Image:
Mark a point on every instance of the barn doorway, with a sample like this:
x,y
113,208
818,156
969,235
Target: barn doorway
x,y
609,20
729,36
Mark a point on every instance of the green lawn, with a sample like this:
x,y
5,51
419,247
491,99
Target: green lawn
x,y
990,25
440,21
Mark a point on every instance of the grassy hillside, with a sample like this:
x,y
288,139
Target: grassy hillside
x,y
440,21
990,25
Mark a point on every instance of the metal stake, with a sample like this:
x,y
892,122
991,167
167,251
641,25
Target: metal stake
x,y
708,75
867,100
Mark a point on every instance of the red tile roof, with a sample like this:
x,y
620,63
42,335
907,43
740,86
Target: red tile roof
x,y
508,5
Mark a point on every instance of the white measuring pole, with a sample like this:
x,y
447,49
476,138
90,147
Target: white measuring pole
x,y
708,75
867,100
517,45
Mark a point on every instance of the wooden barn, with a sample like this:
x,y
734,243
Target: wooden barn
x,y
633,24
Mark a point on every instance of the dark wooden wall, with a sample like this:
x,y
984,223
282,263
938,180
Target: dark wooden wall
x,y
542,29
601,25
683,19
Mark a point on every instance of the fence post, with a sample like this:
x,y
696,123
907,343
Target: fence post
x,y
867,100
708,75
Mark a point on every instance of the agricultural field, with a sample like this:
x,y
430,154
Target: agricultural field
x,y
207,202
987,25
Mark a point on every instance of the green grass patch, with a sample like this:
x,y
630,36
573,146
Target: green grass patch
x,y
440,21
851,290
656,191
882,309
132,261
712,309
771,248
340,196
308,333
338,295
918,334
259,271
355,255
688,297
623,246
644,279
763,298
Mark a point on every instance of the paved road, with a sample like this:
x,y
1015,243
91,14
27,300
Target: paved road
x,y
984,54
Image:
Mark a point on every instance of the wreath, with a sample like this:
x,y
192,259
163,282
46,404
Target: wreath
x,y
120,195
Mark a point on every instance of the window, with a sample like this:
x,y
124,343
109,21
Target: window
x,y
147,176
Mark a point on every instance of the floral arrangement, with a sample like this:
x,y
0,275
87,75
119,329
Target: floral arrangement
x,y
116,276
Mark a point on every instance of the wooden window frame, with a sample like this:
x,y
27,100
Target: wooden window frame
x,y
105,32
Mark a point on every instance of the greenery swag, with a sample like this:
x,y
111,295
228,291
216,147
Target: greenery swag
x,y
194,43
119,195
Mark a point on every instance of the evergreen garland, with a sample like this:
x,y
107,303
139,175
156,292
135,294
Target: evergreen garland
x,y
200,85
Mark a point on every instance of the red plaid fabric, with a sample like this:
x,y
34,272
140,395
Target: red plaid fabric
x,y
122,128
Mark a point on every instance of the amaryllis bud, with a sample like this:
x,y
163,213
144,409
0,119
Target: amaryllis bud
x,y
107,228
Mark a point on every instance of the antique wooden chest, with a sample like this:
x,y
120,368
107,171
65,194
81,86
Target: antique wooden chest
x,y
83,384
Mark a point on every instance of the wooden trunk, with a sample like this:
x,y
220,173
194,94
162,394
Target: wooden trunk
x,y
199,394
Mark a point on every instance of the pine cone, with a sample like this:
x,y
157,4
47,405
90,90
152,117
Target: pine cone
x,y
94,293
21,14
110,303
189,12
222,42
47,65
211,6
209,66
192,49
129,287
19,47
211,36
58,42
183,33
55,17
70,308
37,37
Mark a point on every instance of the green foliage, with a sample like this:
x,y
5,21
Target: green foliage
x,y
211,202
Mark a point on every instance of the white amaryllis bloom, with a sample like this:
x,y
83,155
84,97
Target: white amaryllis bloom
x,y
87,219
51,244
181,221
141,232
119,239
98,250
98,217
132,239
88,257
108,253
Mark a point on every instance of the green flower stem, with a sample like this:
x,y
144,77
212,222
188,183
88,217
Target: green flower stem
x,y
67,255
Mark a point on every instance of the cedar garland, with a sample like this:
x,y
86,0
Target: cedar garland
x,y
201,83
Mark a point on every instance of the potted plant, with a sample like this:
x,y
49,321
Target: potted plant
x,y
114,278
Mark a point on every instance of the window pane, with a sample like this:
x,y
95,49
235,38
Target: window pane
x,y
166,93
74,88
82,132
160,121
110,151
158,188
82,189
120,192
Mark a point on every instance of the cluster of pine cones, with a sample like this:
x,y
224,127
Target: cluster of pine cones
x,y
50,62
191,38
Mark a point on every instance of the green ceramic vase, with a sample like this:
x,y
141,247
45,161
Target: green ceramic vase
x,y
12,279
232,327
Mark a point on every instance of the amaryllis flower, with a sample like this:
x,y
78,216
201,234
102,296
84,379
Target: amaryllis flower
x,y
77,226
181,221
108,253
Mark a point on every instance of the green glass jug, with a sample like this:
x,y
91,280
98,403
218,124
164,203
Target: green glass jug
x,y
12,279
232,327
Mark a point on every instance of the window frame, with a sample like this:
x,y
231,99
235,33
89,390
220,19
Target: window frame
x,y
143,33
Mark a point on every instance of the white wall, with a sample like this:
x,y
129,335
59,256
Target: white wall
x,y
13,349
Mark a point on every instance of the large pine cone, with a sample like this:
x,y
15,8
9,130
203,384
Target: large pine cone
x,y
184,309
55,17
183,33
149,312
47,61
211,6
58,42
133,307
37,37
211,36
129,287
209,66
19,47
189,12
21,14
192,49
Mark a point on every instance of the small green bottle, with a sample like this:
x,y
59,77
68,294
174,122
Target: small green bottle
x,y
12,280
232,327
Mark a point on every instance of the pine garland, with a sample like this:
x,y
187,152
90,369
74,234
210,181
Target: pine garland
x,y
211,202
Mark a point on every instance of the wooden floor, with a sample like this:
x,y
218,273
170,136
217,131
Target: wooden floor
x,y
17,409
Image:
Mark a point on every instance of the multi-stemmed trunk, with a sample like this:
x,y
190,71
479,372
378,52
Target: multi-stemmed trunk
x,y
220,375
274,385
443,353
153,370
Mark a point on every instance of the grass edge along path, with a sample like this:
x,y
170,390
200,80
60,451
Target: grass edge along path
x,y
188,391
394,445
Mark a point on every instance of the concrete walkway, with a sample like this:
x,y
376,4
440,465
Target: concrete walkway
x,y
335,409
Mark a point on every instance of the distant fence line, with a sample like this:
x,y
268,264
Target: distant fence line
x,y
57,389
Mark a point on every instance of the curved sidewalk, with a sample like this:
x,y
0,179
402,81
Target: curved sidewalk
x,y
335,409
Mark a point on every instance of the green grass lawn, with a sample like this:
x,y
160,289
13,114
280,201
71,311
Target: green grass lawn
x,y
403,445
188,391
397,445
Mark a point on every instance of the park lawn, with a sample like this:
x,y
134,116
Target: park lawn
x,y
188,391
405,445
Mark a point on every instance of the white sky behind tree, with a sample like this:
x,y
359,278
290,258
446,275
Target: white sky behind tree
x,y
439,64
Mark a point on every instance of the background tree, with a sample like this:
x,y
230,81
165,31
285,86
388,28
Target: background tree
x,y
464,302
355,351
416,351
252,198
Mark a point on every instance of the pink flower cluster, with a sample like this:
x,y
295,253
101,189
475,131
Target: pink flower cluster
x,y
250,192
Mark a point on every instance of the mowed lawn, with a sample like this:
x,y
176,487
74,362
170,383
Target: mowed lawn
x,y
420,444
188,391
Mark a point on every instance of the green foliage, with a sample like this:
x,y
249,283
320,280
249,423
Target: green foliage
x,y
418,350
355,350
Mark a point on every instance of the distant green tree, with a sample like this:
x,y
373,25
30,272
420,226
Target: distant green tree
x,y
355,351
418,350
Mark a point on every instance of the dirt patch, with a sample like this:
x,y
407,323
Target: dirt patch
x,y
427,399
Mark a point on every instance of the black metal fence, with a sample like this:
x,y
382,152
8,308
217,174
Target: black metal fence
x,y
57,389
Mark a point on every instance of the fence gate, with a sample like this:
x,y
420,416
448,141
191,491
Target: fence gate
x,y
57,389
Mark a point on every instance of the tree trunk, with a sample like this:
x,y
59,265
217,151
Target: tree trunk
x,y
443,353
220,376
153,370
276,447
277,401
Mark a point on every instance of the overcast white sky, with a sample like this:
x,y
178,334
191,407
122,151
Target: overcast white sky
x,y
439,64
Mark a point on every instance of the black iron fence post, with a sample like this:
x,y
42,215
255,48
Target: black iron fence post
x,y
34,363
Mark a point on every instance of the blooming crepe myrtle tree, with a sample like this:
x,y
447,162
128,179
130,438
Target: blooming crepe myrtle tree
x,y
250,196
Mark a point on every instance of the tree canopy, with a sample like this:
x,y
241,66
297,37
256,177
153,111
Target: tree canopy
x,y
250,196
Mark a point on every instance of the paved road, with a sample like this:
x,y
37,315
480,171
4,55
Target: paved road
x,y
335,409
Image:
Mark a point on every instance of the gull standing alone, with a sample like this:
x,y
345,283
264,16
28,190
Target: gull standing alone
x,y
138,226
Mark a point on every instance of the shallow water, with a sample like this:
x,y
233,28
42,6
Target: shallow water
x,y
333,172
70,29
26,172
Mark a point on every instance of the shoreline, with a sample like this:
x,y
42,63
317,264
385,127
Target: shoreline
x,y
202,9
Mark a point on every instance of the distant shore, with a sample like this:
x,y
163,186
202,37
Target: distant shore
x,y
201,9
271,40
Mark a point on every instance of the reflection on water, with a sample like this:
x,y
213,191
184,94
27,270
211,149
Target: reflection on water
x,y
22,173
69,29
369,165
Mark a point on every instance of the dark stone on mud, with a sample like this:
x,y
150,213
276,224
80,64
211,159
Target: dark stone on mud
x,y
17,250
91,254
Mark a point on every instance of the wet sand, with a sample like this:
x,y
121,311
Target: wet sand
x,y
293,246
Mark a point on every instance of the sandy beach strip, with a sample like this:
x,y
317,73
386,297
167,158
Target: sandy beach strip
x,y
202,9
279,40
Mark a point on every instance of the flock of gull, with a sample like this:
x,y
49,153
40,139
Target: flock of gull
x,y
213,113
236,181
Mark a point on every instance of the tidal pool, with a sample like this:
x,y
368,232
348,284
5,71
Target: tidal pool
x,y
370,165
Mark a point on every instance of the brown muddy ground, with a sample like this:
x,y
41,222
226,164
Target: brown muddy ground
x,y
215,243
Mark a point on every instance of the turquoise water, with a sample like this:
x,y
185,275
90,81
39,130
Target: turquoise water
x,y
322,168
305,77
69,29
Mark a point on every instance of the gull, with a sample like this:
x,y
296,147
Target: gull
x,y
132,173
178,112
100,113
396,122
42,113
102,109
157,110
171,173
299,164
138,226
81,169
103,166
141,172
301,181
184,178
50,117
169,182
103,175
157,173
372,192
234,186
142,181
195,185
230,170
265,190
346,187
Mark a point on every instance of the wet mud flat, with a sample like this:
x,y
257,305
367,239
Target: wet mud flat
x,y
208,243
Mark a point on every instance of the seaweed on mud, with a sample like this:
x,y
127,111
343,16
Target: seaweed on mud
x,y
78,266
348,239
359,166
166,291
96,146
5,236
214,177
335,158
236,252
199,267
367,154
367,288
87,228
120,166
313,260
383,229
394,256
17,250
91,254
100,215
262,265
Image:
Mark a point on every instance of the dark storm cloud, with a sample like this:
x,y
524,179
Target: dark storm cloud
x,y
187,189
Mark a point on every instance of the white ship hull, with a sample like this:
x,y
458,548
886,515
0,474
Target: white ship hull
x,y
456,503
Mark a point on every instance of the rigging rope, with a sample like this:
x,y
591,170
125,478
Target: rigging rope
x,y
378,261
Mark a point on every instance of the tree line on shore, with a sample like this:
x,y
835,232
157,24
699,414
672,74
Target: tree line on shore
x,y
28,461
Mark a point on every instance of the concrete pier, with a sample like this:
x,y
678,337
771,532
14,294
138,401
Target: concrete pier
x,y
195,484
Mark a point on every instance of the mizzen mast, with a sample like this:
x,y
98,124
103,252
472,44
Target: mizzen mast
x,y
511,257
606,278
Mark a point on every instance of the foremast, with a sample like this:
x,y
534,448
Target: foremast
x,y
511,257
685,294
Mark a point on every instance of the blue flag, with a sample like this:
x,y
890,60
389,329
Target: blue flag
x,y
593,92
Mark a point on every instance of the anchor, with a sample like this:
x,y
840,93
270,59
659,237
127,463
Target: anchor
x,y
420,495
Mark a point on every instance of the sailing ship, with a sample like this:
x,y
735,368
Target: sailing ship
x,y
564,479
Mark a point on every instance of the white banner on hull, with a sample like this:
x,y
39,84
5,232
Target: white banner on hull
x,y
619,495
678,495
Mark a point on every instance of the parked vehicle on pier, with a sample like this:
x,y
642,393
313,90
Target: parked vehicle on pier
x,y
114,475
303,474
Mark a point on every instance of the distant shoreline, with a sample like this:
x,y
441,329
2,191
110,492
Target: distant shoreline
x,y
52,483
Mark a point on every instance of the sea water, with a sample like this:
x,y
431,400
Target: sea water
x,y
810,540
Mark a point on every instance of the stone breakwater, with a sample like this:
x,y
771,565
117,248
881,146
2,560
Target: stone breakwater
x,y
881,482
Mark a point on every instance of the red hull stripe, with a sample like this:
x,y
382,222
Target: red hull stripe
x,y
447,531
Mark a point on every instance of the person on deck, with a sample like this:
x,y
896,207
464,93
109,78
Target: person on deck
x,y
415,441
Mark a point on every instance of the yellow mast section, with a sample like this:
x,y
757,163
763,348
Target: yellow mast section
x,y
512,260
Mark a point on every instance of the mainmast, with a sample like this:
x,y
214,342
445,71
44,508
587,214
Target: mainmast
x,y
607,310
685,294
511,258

**WHAT IS BEING ASKED:**
Could you quote, exactly as they appear, the line containing "Mark a point on every instance of the stone" and every line after it to the end of the records above?

**OUTPUT:**
Mark a point on every instance of the stone breakwater, with a sample like this:
x,y
771,565
117,248
881,146
2,560
Target: stone breakwater
x,y
881,482
Mark a point on every instance of the red hull stripe, with a sample like this:
x,y
382,222
Target: red hull stripe
x,y
447,531
Mark a point on every instance of the person on deck, with a sample like this:
x,y
896,207
464,93
109,78
Target: person on deck
x,y
415,441
Mark a point on every instance of the yellow mast section, with a sample like this:
x,y
757,163
763,348
Target: yellow mast section
x,y
512,260
Mark a point on every instance of the mainmast, with a sample like this:
x,y
214,342
445,71
44,508
587,214
Target: mainmast
x,y
607,310
685,294
511,258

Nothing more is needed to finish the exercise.